(WHAT YOU HAVE TO DO) Output the data below in full, character for character.
======== EXERCISE MATERIAL ========
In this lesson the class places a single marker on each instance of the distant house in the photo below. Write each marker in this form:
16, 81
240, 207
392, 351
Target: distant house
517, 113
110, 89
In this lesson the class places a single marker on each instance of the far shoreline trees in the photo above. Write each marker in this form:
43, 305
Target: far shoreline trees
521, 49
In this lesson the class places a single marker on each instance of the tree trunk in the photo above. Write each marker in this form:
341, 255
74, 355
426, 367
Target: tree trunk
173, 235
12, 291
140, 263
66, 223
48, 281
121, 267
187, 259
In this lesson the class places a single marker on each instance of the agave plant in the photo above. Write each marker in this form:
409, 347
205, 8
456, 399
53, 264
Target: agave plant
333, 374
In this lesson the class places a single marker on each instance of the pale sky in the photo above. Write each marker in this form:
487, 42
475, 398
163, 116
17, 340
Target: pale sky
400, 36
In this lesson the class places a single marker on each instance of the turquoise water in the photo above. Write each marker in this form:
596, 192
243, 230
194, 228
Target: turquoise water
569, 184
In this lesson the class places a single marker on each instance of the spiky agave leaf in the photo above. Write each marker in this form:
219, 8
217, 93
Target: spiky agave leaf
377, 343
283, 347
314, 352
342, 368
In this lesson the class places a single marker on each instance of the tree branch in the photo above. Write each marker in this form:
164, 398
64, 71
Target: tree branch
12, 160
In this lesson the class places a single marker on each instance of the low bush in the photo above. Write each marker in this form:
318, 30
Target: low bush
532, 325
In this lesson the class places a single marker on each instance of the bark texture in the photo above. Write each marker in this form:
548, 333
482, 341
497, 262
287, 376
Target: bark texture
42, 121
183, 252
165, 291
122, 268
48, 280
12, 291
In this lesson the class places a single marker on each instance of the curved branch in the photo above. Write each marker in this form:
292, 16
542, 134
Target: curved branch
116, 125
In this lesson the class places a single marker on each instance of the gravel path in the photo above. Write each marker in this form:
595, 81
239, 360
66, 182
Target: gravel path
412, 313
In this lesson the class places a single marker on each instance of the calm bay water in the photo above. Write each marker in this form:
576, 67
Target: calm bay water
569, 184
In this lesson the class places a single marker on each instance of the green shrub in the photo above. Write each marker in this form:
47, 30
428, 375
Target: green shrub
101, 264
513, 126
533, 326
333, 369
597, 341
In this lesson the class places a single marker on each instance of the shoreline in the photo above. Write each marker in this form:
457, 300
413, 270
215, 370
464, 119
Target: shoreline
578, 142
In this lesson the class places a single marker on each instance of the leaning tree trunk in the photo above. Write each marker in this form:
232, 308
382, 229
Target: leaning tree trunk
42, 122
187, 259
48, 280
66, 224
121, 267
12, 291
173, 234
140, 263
========
(EXERCISE RESULT)
In this lesson the class places a single marker on each instance of the distant house in the photo below. Write each marker in this form:
16, 81
240, 207
392, 351
Target: distant house
517, 113
110, 89
In this lesson the class places a single marker on each instance of the far shoreline trees in the photo above. Write each marker in this form:
43, 305
Target: far shoreline trees
521, 49
In this lesson the class places a single marker on each instance of the tree trunk in the photo above. Write each marker in this form:
341, 255
74, 355
426, 367
Target: tree trunk
173, 235
12, 291
140, 263
66, 223
48, 281
121, 267
187, 259
In this lesson the class places a single marker on each instance of the agave plant in the photo above. Write each marker in this form:
409, 347
205, 8
456, 399
53, 264
Target: agave plant
333, 374
In this lesson the class places a single marker on each instance of the pale sky in the photo above. Write each marker in this form:
487, 42
475, 398
163, 116
17, 340
Target: pale sky
400, 36
In this lesson the class places a single marker on each instance of the turquoise water in the photo above. Write each marker in this form:
596, 192
243, 230
194, 228
Target: turquoise water
569, 184
In this lesson the class places a single marker on each instance of the spiky agave leaf in the photo above. Write each marker in this form:
219, 8
217, 93
Target: spiky agave leaf
377, 343
283, 347
314, 352
342, 368
In this lesson the class places a single marker on each instance of the tree branch in the photo above. Write each marker in this form:
164, 398
64, 71
Target: tree branch
12, 160
In this lesson the class places a single marker on each instance of the low bush in the photo above. Write each marker in this form:
318, 30
Target: low bush
532, 325
In this lesson the class places a single marker on each instance of the bark texture in the photo above. Write each marker in this form:
548, 333
482, 341
497, 262
287, 376
Target: bark texture
42, 121
183, 252
165, 291
122, 268
48, 280
12, 291
In this lesson the class places a single marker on each instance of the curved branch in the photo above. Write each marker in this form:
292, 16
542, 134
Target: curved branch
116, 125
In this lesson the class places a single marker on each instance of the gravel path in the photo above. Write each marker in this form:
595, 81
239, 360
66, 182
Target: gravel path
412, 313
In this lesson the class places a single marker on each instance of the calm bay water in the photo above. Write each marker in this form:
576, 67
Target: calm bay water
569, 184
In this lesson the class places a single marker on each instance of the green shrub in the photo above. Write each marker in this form:
47, 30
428, 375
Target: green shrub
101, 264
513, 126
533, 326
333, 369
597, 341
In this lesson the class places a single marker on each instance of the shoreline in the photo above. Write each marker in this form:
457, 300
413, 270
215, 370
464, 119
Target: shoreline
578, 142
In this lesson the class places a single marker on each instance of the leaning tree trunk in the photo above. Write each marker in this form:
232, 308
382, 229
Target: leaning tree trunk
42, 122
187, 259
48, 280
66, 224
121, 267
12, 291
173, 234
140, 263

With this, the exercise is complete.